How to calculate the Kolmogorov-Smirnov statistic between two weighted samples

Question

Let's say that we have two samples data1 and data2 with their respective weights weight1 and weight2 and that we want to calculate the Kolmogorov-Smirnov statistic between the two weighted samples.

The way we do that in python follows:

import numpy as np

def ks_w(data1,data2,wei1,wei2):
    ix1=np.argsort(data1)
    ix2=np.argsort(data2)
    wei1=wei1[ix1]
    wei2=wei2[ix2]
    data1=data1[ix1]
    data2=data2[ix2]
    d=0.
    fn1=0.
    fn2=0.
    j1=0
    j2=0
    j1w=0.
    j2w=0.
    while(j1<len(data1))&(j2<len(data2)):
        d1=data1[j1]
        d2=data2[j2]
        w1=wei1[j1]
        w2=wei2[j2]
        if d1<=d2:
            j1+=1
            j1w+=w1
            fn1=(j1w)/sum(wei1)
        if d2<=d1:
            j2+=1
            j2w+=w2
            fn2=(j2w)/sum(wei2)
        if abs(fn2-fn1)>d:
            d=abs(fn2-fn1)
    return d

where we just modify to our purpose the classical two-sample KS statistic as implemented in Press, Flannery, Teukolsky, Vetterling - Numerical Recipes in C - Cambridge University Press - 1992 - pag.626.

Our questions are:

is anybody aware of any other way to do it?
is there any library in python/R/* that performs it?
what about the test? Does it exist or should we use a reshuffling procedure in order to evaluate the statistic?

Luca Jokull · Accepted Answer

This solution is based on the code for scipy.stats.ks_2samp and runs in about 1/10000 the time (notebook):

import numpy as np

def ks_w2(data1, data2, wei1, wei2):
    ix1 = np.argsort(data1)
    ix2 = np.argsort(data2)
    data1 = data1[ix1]
    data2 = data2[ix2]
    wei1 = wei1[ix1]
    wei2 = wei2[ix2]
    data = np.concatenate([data1, data2])
    cwei1 = np.hstack([0, np.cumsum(wei1)/sum(wei1)])
    cwei2 = np.hstack([0, np.cumsum(wei2)/sum(wei2)])
    cdf1we = cwei1[[np.searchsorted(data1, data, side='right')]]
    cdf2we = cwei2[[np.searchsorted(data2, data, side='right')]]
    return np.max(np.abs(cdf1we - cdf2we))

Here's a test of its accuracy and performance:

ds1 = np.random.rand(10000)
ds2 = np.random.randn(40000) + .2
we1 = np.random.rand(10000) + 1.
we2 = np.random.rand(40000) + 1.

ks_w2(ds1, ds2, we1, we2)
# 0.4210415232236593
ks_w(ds1, ds2, we1, we2)

☆ ☆ ☆ ☆

### What to work on:
[A] Summarize the thread on the weighted Kolmogorov-Smirnov statistic in two sentences.
[B] Write the next part of the thread on the weighted Kolmogorov-Smirnov statistic, picking up after its final line.
The records that follow are separate material and form no part of the thread.

Stored data:
☆ ☆ ☆ ☆

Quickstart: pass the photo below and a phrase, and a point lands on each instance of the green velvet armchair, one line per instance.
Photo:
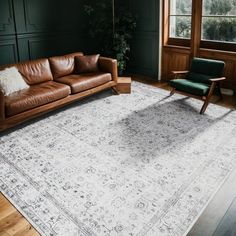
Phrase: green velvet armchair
(200, 81)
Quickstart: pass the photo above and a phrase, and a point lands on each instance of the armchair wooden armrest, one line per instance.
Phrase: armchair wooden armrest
(179, 73)
(217, 79)
(109, 65)
(2, 106)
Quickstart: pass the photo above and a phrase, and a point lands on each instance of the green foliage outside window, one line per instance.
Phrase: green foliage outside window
(218, 20)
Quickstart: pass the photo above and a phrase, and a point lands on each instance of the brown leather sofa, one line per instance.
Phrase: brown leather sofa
(53, 84)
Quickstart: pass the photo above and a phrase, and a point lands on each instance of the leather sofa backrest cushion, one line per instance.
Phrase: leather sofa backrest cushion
(87, 64)
(35, 71)
(63, 65)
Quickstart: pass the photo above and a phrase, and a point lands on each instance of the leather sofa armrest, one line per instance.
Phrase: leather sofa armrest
(2, 106)
(108, 65)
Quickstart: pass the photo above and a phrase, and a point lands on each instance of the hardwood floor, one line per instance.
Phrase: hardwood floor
(13, 223)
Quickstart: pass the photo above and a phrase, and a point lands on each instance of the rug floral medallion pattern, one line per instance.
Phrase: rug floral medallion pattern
(139, 164)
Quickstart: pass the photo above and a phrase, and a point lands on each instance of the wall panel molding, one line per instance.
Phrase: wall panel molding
(40, 28)
(145, 44)
(8, 50)
(6, 18)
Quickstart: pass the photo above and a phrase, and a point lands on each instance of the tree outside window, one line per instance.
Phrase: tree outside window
(219, 20)
(180, 19)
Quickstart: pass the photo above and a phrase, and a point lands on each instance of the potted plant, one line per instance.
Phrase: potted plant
(113, 32)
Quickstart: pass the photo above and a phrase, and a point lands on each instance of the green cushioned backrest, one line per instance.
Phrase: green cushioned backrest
(197, 77)
(213, 68)
(202, 70)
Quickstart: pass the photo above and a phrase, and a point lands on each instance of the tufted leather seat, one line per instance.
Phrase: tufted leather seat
(36, 95)
(82, 82)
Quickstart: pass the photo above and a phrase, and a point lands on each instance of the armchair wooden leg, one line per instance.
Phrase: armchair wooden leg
(219, 91)
(204, 107)
(206, 103)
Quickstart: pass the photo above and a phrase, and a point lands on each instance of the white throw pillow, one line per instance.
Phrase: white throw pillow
(11, 81)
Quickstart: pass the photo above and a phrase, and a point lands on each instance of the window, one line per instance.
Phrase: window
(201, 23)
(180, 13)
(219, 21)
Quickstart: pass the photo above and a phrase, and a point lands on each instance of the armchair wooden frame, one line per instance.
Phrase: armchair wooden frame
(215, 84)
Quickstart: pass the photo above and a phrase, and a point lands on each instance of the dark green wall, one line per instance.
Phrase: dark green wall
(145, 45)
(31, 29)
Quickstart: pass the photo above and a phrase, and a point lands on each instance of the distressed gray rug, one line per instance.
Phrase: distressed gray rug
(139, 164)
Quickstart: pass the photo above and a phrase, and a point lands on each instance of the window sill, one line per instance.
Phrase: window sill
(233, 53)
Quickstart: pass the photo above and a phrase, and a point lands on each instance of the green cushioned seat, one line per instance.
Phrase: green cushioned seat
(199, 78)
(213, 68)
(189, 86)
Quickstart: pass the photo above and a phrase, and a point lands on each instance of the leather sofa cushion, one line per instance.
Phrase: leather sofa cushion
(86, 64)
(36, 71)
(189, 86)
(63, 65)
(79, 83)
(36, 95)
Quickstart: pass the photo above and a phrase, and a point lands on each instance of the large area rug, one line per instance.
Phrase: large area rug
(139, 164)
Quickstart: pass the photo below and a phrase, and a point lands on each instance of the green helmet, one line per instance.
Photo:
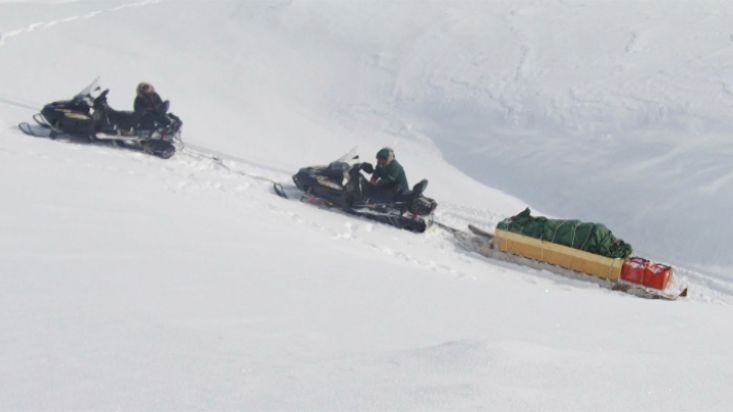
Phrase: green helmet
(386, 154)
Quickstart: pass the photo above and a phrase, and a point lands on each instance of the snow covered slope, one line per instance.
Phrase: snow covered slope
(131, 283)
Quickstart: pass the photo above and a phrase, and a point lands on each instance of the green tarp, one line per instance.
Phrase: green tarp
(590, 237)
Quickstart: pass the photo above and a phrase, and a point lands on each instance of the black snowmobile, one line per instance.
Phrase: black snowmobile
(88, 116)
(341, 185)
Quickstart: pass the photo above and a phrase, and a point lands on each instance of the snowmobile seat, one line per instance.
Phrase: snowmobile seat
(123, 119)
(416, 191)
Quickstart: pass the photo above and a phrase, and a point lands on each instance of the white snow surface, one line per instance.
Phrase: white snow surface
(133, 283)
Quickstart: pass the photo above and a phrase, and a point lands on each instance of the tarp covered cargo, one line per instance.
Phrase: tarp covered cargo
(590, 237)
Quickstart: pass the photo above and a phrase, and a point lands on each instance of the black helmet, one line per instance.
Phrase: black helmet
(144, 88)
(385, 154)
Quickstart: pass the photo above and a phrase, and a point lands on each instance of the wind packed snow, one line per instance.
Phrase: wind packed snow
(128, 282)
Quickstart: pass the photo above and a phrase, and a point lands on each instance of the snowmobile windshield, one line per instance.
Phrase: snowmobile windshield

☆ ☆ ☆ ☆

### Answers to each task:
[A] The question presents a Python function, ks_w, that computes the Kolmogorov-Smirnov statistic between two weighted samples by adapting the classical two-sample implementation from Numerical Recipes in C. It asks about other methods, libraries, and how to test the statistic, and the accepted answer offers ks_w2, based on the code for scipy.stats.ks_2samp and running in about 1/10000 the time, along with a test of its accuracy and performance.

[B]
# 0.4210415232236593

%timeit ks_w2(ds1, ds2, we1, we2)
# 100 loops, best of 3: 17.1 ms per loop
%timeit ks_w(ds1, ds2, we1, we2)
# 1 loop, best of 3: 3min 44s per loop

Alberto Stefanelli · Answer

This is a R version of a two-tails weighted KS statistic following the suggestion of Numerical Methods of Statistics by Monohan, pg. 334 in 1E and pg. 358 in 2E.

ks_weighted <- function(vector_1,vector_2,weights_1,weights_2){
    F_vec_1 <- ewcdf(vector_1, weights = weights_1, normalise=FALSE)
    F_vec_2 <- ewcdf(vector_2, weights = weights_2, normalise=FALSE)
    xw <- c(vector_1,vector_2) 
    d <- max(abs(F_vec_1(xw) - F_vec_2(xw)))

    ## P-VALUE with NORMAL SAMPLE 
    # n_vector_1 <- length(vector_1)                                                           
    # n_vector_2<- length(vector_2)        
    # n <- n_vector_1 * n_vector_2/(n_vector_1 + n_vector_2)

    # P-VALUE EFFECTIVE SAMPLE SIZE as suggested by Monahan
    n_vector_1 <- sum(weights_1)^2/sum(weights_1^2)
    n_vector_2 <- sum(weights_2)^2/sum(weights_2^2)
    n <- n_vector_1 * n_vector_2/(n_vector_1 + n_vector_2)


    pkstwo <- function(x, tol = 1e-06) {
                if (is.numeric(x)) 
                    x <- as.double(x)
                else stop("argument 'x' must be numeric")
                p <- rep(0, length(x))
                p[is.na(x)] <- NA
                IND <- which(!is.na(x) & (x > 0))
                if (length(IND)) 
                    p[IND] <- .Call(stats:::C_pKS2, p = x[IND], tol)
                p
            }

    pval <- 1 - pkstwo(sqrt(n) * d)

    out <- c(KS_Stat=d, P_value=pval)
    return(out)
}

Tim Williams · Answer

To add to Luca Jokull's answer, if you want to also return a p-value (similar to the unweighted scipy.stats.ks_2samp function), the suggested ks_w2() function can be modified as follows:

from scipy.stats import distributions

def ks_weighted(data1, data2, wei1, wei2, alternative='two-sided'):
    ix1 = np.argsort(data1)
    ix2 = np.argsort(data2)
    data1 = data1[ix1]
    data2 = data2[ix2]
    wei1 = wei1[ix1]
    wei2 = wei2[ix2]
    data = np.concatenate([data1, data2])
    cwei1 = np.hstack([0, np.cumsum(wei1)/sum(wei1)])
    cwei2 = np.hstack([0, np.cumsum(wei2)/sum(wei2)])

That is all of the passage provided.